■ **EXERCISE OBJECTIVE**
Starting with the line that contains "box: [94, 85, 105, 101]", copy out each line through the end of the entries below, exactly as written, and nothing else.

Records from a data collection:
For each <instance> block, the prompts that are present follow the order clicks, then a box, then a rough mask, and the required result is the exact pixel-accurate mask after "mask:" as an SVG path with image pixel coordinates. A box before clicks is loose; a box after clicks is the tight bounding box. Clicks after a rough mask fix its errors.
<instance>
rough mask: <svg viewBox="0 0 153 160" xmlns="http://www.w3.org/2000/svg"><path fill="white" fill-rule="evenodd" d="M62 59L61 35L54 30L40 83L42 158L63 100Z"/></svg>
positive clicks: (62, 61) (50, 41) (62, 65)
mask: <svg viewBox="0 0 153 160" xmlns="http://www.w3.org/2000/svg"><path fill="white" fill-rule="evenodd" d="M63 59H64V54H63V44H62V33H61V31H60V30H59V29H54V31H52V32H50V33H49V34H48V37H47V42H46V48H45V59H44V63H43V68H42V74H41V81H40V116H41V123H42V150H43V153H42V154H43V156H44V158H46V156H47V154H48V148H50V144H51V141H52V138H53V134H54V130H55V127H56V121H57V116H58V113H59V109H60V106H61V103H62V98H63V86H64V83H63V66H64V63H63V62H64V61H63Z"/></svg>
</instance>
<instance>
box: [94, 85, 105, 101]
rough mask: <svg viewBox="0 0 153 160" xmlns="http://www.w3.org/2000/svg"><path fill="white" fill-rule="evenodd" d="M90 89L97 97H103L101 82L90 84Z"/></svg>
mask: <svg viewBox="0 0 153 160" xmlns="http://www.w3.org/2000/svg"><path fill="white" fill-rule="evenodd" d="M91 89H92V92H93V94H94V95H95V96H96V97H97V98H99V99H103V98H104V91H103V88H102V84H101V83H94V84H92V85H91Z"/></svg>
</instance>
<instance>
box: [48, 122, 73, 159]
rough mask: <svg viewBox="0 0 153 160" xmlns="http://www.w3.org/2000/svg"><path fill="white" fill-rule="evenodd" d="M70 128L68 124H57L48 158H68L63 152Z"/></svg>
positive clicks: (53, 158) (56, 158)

■ **SOLUTION BELOW**
box: [94, 85, 105, 101]
rough mask: <svg viewBox="0 0 153 160" xmlns="http://www.w3.org/2000/svg"><path fill="white" fill-rule="evenodd" d="M90 89L97 97H103L101 82L90 84Z"/></svg>
mask: <svg viewBox="0 0 153 160" xmlns="http://www.w3.org/2000/svg"><path fill="white" fill-rule="evenodd" d="M91 89H92V92H93V94H94V95H95V96H96V97H97V98H99V99H103V98H104V91H103V88H102V84H101V83H94V84H92V85H91Z"/></svg>
</instance>
<instance>
box: [48, 122, 73, 159]
rough mask: <svg viewBox="0 0 153 160" xmlns="http://www.w3.org/2000/svg"><path fill="white" fill-rule="evenodd" d="M70 128L68 124H57L48 158H68L63 152Z"/></svg>
positive clicks: (53, 158) (56, 158)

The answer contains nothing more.